Named region outline listing:
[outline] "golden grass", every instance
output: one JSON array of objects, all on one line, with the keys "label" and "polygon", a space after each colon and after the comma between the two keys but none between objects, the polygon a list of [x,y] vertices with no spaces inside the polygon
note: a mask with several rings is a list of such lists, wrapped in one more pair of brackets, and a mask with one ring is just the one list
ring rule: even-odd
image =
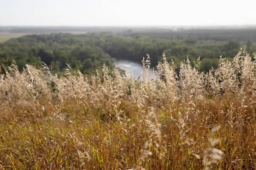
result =
[{"label": "golden grass", "polygon": [[148,56],[139,80],[12,65],[0,79],[0,169],[255,169],[255,60],[240,52],[206,74],[188,60],[179,76],[163,61],[151,77]]},{"label": "golden grass", "polygon": [[24,35],[28,35],[25,33],[11,33],[9,32],[0,32],[0,42],[3,42],[11,38],[18,38]]}]

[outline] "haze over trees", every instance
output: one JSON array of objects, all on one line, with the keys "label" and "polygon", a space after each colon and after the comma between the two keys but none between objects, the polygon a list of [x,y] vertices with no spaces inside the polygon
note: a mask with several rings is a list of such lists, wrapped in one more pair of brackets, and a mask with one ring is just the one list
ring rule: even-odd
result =
[{"label": "haze over trees", "polygon": [[[0,44],[0,62],[5,66],[14,60],[19,69],[26,64],[40,68],[44,62],[53,71],[63,71],[68,63],[75,69],[88,73],[103,63],[111,68],[113,59],[141,63],[148,54],[152,66],[162,60],[173,60],[179,69],[180,61],[189,56],[191,61],[200,57],[201,70],[218,65],[220,56],[230,58],[241,48],[252,54],[256,51],[256,29],[180,29],[111,27],[2,27],[2,32],[34,33],[87,31],[87,34],[34,34]],[[94,30],[94,31],[93,31]],[[100,32],[105,31],[105,32]]]}]

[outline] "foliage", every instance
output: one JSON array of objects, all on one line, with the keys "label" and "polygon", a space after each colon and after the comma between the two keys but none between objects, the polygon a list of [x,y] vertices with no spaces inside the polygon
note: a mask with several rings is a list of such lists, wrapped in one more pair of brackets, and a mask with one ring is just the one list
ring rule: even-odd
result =
[{"label": "foliage", "polygon": [[138,79],[105,65],[58,78],[12,65],[0,79],[1,169],[255,169],[256,56],[206,74],[188,59],[179,77],[164,55],[151,76],[147,57]]},{"label": "foliage", "polygon": [[[38,34],[12,39],[0,44],[0,63],[7,66],[15,60],[21,70],[27,63],[40,68],[42,61],[55,72],[64,72],[68,63],[73,69],[88,73],[103,63],[113,68],[113,58],[140,63],[146,54],[155,67],[165,53],[167,61],[173,60],[178,65],[178,71],[179,63],[187,56],[192,65],[200,57],[201,71],[206,72],[212,66],[216,68],[221,56],[232,57],[245,45],[251,54],[256,50],[254,29],[135,30]],[[235,36],[237,33],[240,34]]]}]

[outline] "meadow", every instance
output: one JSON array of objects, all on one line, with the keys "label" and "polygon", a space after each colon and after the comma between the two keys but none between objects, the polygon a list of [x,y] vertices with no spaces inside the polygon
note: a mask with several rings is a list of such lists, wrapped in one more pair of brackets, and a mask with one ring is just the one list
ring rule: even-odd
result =
[{"label": "meadow", "polygon": [[[130,72],[63,77],[15,64],[0,78],[0,169],[256,169],[256,54],[180,72],[164,54]],[[193,66],[192,66],[193,65]]]},{"label": "meadow", "polygon": [[0,43],[5,42],[11,38],[17,38],[27,34],[28,34],[0,32]]}]

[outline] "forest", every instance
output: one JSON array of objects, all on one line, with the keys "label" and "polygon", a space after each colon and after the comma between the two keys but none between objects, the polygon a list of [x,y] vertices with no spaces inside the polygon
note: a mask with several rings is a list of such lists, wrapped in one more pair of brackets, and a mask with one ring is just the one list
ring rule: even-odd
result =
[{"label": "forest", "polygon": [[[2,28],[2,31],[8,28]],[[189,56],[193,61],[200,57],[201,71],[216,68],[221,56],[230,60],[244,46],[252,54],[256,51],[256,29],[23,28],[9,29],[10,32],[31,34],[0,43],[1,72],[15,61],[20,70],[26,64],[41,67],[42,62],[56,72],[62,72],[66,64],[83,73],[99,70],[103,63],[113,67],[113,60],[125,60],[141,63],[146,54],[151,66],[162,61],[164,53],[169,62],[173,61],[180,69],[181,61]],[[58,31],[85,31],[87,34],[55,33]],[[53,32],[53,33],[51,33]]]}]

**Set exercise**. Extract every line of the listing above that contains the string "instance", matching case exactly.

**Expected output**.
[outline] "golden grass", every instance
[outline] "haze over trees", every instance
[outline] "foliage", every instance
[outline] "meadow", every instance
[outline] "forest", every instance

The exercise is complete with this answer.